Start of Input rows
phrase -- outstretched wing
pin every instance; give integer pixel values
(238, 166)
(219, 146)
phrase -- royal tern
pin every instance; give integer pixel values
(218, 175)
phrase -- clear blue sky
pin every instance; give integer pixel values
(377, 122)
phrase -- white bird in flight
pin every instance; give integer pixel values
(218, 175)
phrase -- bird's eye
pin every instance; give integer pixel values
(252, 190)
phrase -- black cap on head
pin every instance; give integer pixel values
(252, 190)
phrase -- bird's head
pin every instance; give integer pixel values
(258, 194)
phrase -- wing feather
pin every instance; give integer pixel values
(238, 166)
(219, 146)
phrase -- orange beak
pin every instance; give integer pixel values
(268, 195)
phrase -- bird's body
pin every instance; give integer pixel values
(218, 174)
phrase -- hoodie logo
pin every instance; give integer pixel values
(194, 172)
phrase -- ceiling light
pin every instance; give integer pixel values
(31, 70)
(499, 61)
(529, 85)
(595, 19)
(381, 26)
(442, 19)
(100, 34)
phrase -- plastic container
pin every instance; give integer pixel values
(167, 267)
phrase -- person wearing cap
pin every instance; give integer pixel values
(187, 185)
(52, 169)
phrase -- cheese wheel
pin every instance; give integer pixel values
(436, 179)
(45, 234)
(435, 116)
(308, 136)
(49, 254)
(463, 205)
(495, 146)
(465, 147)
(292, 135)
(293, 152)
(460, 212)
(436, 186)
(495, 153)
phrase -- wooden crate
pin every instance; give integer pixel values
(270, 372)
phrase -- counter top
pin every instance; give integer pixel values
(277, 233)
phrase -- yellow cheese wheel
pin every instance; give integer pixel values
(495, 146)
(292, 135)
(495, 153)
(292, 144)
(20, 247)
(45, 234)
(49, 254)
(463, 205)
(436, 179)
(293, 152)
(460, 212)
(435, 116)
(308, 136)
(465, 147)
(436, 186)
End of Input rows
Task objective - Rewrite all the items above with every "phrase" changed to "label" and nothing else altered.

Answer to the exercise -
label -- outstretched wing
pin every instance; give integer pixel values
(238, 166)
(219, 146)
label -- royal tern
pin every instance; give integer pixel values
(218, 175)
label -- clear blue sky
pin every instance; give integer pixel values
(377, 122)
label -- white bird in flight
pin every instance; give integer pixel values
(218, 175)
label -- bird's eye
pin every instance; give integer pixel values
(252, 190)
label -- black cap on head
pin every instance; give integer pixel values
(252, 190)
label -- bird's head
pin every instance; give integer pixel values
(258, 194)
label -- wing feather
pin every instance; give integer pixel values
(238, 166)
(219, 146)
label -- orange beak
pin every instance; give integer pixel values
(268, 195)
label -- bird's body
pin every instance; give integer pixel values
(218, 174)
label -- hoodie logo
pin every instance; give integer pixel values
(194, 172)
label -- ceiling light
pin every instance; give integer pixel values
(31, 70)
(499, 61)
(529, 85)
(595, 19)
(381, 26)
(442, 19)
(100, 34)
label -- plastic container
pin every instance; give integer pixel values
(167, 267)
label -- person wearing cap
pin every instance; give integer pixel values
(187, 185)
(52, 169)
label -- cheese wheel
pin every instance; give integer pixel values
(436, 179)
(45, 234)
(435, 116)
(308, 136)
(49, 254)
(463, 205)
(495, 146)
(465, 147)
(292, 135)
(293, 152)
(460, 212)
(436, 186)
(495, 153)
label -- wooden crate
pin every instance; give integer pixel values
(270, 372)
label -- counter top
pin every instance; give integer pixel values
(277, 233)
label -- yellow cheese wheel
pin every instance; give integer pixel values
(495, 146)
(292, 135)
(495, 153)
(292, 144)
(20, 247)
(45, 234)
(49, 254)
(463, 205)
(436, 179)
(293, 152)
(460, 212)
(435, 116)
(308, 136)
(465, 147)
(436, 186)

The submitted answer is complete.